Aim of the task | Please recast the lines below as a Markdown table with the columns "No." and "Line", giving each line its own numbered row. Leave out blank lines and the pictures.

□ □ □ □

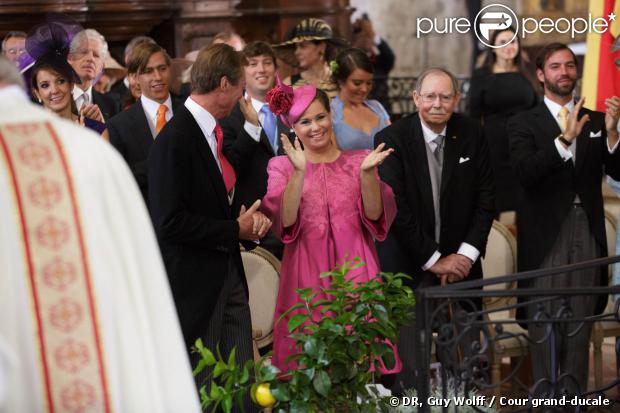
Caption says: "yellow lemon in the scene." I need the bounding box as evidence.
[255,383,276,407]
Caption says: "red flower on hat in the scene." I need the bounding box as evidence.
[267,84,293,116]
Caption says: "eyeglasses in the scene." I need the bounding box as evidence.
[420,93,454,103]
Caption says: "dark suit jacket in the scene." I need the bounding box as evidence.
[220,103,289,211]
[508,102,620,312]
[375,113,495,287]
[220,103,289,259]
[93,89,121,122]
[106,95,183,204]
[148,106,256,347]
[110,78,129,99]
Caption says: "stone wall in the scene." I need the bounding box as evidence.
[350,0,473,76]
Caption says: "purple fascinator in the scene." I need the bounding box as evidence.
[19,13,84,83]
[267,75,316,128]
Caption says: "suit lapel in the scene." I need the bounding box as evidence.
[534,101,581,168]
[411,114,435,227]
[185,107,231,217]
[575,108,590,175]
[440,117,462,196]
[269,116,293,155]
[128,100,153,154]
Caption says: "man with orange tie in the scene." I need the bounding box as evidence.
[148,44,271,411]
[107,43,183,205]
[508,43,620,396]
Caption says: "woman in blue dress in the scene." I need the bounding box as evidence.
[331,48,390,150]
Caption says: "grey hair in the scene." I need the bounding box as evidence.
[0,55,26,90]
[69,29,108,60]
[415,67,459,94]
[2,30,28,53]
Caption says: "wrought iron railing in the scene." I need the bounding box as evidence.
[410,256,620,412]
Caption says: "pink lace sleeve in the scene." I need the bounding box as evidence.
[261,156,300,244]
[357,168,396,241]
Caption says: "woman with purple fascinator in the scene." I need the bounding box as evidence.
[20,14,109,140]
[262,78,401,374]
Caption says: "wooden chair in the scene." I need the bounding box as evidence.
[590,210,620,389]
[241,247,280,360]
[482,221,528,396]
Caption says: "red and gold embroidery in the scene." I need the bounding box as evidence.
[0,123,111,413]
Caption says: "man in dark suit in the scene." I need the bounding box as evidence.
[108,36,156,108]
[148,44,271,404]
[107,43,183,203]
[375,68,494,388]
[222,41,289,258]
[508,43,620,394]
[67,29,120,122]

□ □ □ □

The solution |
| No. | Line |
|---|---|
| 1 | Caption says: "yellow lemon in the scene." I need the bounding box as evidence. |
| 2 | [255,383,276,407] |
| 3 | Caption says: "red flower on hat in the scene." I need the bounding box as evidence. |
| 4 | [267,84,293,116] |
| 5 | Caption says: "eyeglasses in the scene." I need the bounding box as evidence. |
| 6 | [420,93,454,103] |
| 7 | Caption says: "dark suit jacket in the scene." I need the bounding box as evidence. |
| 8 | [220,103,289,211] |
| 9 | [508,102,620,312] |
| 10 | [375,113,495,287] |
| 11 | [220,103,289,259] |
| 12 | [93,89,121,122] |
| 13 | [106,95,183,204] |
| 14 | [148,106,256,347] |
| 15 | [110,78,129,99] |
| 16 | Caption says: "stone wall in the scene." I need the bounding box as evidence. |
| 17 | [350,0,473,76] |
| 18 | Caption says: "purple fascinator in the scene." I need the bounding box as evidence. |
| 19 | [19,13,84,83] |
| 20 | [267,75,316,128] |
| 21 | Caption says: "suit lapel in the scene." I need the bounding box as evidence. |
| 22 | [534,101,581,168] |
| 23 | [411,114,435,227] |
| 24 | [185,107,231,217] |
| 25 | [575,108,590,175] |
| 26 | [440,117,462,196] |
| 27 | [269,116,293,155] |
| 28 | [128,100,153,154] |
| 29 | Caption says: "man with orange tie in the scene." I need the bounding box as evidence. |
| 30 | [148,44,271,411] |
| 31 | [107,43,183,205] |
| 32 | [508,43,620,396] |
| 33 | Caption says: "woman in blue dress in the scene." I need the bounding box as evidence. |
| 34 | [331,48,390,150] |
| 35 | Caption says: "grey hair in the scene." I need the bounding box as evidence. |
| 36 | [0,55,26,90] |
| 37 | [69,29,108,60] |
| 38 | [415,67,459,94] |
| 39 | [2,30,28,53] |
| 40 | Caption says: "wrought iron railing in the scene." I need the bounding box as evidence. |
| 41 | [410,256,620,412] |
| 42 | Caption says: "pink lace sleeve in the scene." I need the bounding box as evidence. |
| 43 | [261,156,300,244] |
| 44 | [357,168,396,241] |
| 45 | Caption says: "woman with purple fascinator in the scene." I need the bounding box as evidence. |
| 46 | [20,14,109,140] |
| 47 | [262,78,401,374] |
| 48 | Caption says: "wooden chair in the scene." I need the bounding box as evidence. |
| 49 | [590,210,620,389] |
| 50 | [241,247,280,360] |
| 51 | [482,221,528,396] |
| 52 | Caption says: "red and gold embroidery in the scene." I need the bounding box as evidence. |
| 53 | [0,123,111,413] |
| 54 | Caption says: "man in dark suit in the scene." I need the bounding box as evidence. |
| 55 | [108,36,156,108] |
| 56 | [148,44,271,404] |
| 57 | [107,43,183,203] |
| 58 | [375,68,494,388] |
| 59 | [222,41,289,258] |
| 60 | [508,43,620,394] |
| 61 | [67,29,120,122] |